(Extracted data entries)
____
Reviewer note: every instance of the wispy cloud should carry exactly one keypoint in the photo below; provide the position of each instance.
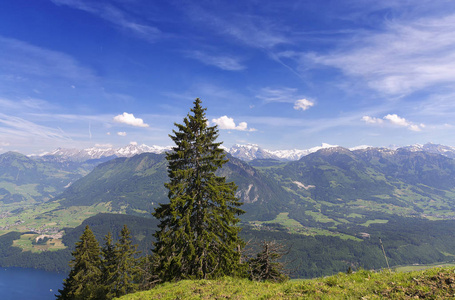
(21, 60)
(405, 57)
(14, 127)
(269, 94)
(248, 29)
(303, 104)
(115, 16)
(226, 122)
(395, 120)
(372, 120)
(224, 62)
(130, 119)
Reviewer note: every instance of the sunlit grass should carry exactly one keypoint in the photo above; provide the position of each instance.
(434, 283)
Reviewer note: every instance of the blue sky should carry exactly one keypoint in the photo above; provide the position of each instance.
(280, 74)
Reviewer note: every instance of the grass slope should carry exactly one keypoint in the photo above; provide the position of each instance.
(436, 283)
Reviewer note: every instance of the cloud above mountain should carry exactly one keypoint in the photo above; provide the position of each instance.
(130, 119)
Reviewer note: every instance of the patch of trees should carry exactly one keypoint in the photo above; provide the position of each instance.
(102, 273)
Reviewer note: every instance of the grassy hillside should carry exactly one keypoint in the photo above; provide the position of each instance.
(436, 283)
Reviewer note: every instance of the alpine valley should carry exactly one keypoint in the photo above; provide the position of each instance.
(329, 204)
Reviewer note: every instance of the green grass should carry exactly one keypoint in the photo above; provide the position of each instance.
(47, 215)
(375, 221)
(436, 283)
(410, 268)
(296, 228)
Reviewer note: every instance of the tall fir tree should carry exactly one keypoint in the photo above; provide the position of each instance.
(83, 281)
(109, 265)
(198, 233)
(122, 272)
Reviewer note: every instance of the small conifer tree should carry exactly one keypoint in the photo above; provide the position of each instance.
(120, 265)
(265, 266)
(198, 233)
(83, 281)
(109, 265)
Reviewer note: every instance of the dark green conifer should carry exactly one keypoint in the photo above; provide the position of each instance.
(123, 269)
(83, 281)
(198, 233)
(109, 265)
(265, 266)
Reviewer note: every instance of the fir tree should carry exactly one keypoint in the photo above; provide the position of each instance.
(198, 233)
(83, 281)
(265, 265)
(109, 265)
(122, 266)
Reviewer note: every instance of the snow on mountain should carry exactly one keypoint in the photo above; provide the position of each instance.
(253, 151)
(433, 148)
(101, 152)
(250, 152)
(245, 152)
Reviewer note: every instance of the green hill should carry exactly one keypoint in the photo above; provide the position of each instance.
(27, 180)
(136, 185)
(437, 283)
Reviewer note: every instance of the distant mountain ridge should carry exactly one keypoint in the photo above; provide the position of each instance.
(101, 152)
(246, 152)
____
Copy the rows verbatim, starting with the line that contains "Reviewer note: every instance of the green hill" and continuing through the last line of the rows, including both ends.

_Exercise output_
Reviewer note: every instance of the green hill should carry exactly one keypoint in the photo above; provide the position of each instance.
(27, 180)
(136, 185)
(437, 283)
Reviewer note: every instance of the distant mountain ridge should carry exactly one keypoint in the photo above; provide the position of each instance.
(101, 152)
(246, 152)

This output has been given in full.